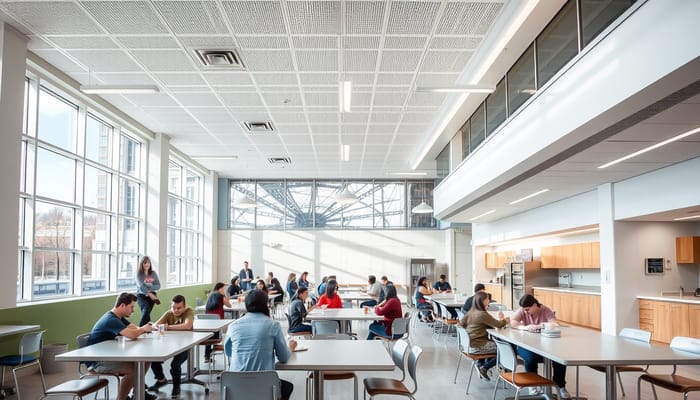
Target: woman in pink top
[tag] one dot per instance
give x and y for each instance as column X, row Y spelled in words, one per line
column 331, row 297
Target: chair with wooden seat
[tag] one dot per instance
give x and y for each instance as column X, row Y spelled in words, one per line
column 630, row 334
column 507, row 364
column 395, row 387
column 463, row 341
column 674, row 382
column 333, row 375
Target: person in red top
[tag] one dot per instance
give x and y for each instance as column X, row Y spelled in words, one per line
column 390, row 309
column 331, row 297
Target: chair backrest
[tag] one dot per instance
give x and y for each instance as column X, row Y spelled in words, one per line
column 324, row 327
column 30, row 343
column 412, row 364
column 206, row 316
column 683, row 343
column 636, row 334
column 258, row 385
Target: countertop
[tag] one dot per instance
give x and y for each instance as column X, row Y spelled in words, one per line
column 579, row 290
column 689, row 299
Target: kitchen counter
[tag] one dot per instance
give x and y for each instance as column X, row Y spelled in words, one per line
column 688, row 299
column 579, row 290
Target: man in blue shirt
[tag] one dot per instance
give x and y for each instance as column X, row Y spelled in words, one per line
column 112, row 324
column 255, row 339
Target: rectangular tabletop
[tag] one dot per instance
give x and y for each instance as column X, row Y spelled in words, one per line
column 8, row 330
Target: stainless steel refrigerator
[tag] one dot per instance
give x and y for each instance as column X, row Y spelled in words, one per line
column 418, row 267
column 521, row 277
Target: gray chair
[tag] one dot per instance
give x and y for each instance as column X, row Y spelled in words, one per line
column 258, row 385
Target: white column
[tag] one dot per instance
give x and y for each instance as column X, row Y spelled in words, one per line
column 13, row 64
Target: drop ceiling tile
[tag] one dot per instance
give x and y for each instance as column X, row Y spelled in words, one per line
column 192, row 17
column 132, row 17
column 105, row 61
column 62, row 18
column 164, row 60
column 255, row 17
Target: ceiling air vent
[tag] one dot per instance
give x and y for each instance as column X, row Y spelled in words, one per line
column 219, row 59
column 279, row 160
column 258, row 126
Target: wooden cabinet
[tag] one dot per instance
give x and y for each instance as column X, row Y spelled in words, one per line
column 667, row 319
column 578, row 255
column 574, row 308
column 688, row 250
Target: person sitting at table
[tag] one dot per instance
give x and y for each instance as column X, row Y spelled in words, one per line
column 423, row 289
column 234, row 289
column 112, row 324
column 254, row 340
column 331, row 298
column 298, row 311
column 479, row 287
column 390, row 309
column 178, row 318
column 530, row 317
column 292, row 284
column 476, row 322
column 373, row 289
column 442, row 286
column 215, row 305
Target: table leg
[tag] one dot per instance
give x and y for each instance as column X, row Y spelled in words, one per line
column 610, row 382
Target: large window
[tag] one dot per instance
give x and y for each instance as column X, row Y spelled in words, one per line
column 81, row 220
column 185, row 220
column 313, row 205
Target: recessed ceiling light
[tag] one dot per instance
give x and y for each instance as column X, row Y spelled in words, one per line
column 529, row 196
column 652, row 147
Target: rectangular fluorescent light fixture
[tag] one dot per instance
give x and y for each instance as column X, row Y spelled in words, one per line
column 118, row 89
column 457, row 89
column 483, row 215
column 684, row 218
column 344, row 95
column 652, row 147
column 345, row 152
column 529, row 196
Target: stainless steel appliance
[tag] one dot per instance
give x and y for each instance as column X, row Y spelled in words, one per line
column 521, row 277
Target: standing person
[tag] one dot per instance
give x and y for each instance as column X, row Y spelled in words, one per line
column 423, row 289
column 373, row 289
column 390, row 309
column 476, row 322
column 331, row 298
column 304, row 280
column 442, row 286
column 215, row 305
column 298, row 311
column 254, row 340
column 112, row 324
column 530, row 317
column 246, row 275
column 178, row 318
column 147, row 286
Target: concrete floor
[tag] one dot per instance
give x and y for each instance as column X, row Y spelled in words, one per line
column 436, row 371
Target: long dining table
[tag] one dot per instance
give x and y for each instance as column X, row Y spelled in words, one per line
column 583, row 347
column 147, row 348
column 337, row 355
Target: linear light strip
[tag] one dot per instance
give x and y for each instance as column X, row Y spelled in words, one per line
column 652, row 147
column 529, row 196
column 483, row 215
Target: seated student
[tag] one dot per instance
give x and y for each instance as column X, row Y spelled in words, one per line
column 178, row 318
column 390, row 309
column 298, row 311
column 254, row 340
column 112, row 324
column 476, row 322
column 530, row 317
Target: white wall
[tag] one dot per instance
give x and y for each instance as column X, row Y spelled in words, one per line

**Task directions**
Copy out the records above, from the line containing "Target: standing person" through the line containing "column 436, row 371", keeping every line identical.

**Response to the task**
Target: standing person
[tag] one dot per instance
give x and y for each instance as column X, row Y spelled in words, one per line
column 423, row 289
column 373, row 289
column 390, row 309
column 476, row 322
column 331, row 298
column 304, row 280
column 442, row 286
column 215, row 305
column 298, row 311
column 254, row 340
column 112, row 324
column 530, row 317
column 246, row 275
column 178, row 318
column 147, row 286
Target: concrete floor
[tag] one dot per instance
give x and y for each instance as column X, row Y spelled in words, one per line
column 436, row 371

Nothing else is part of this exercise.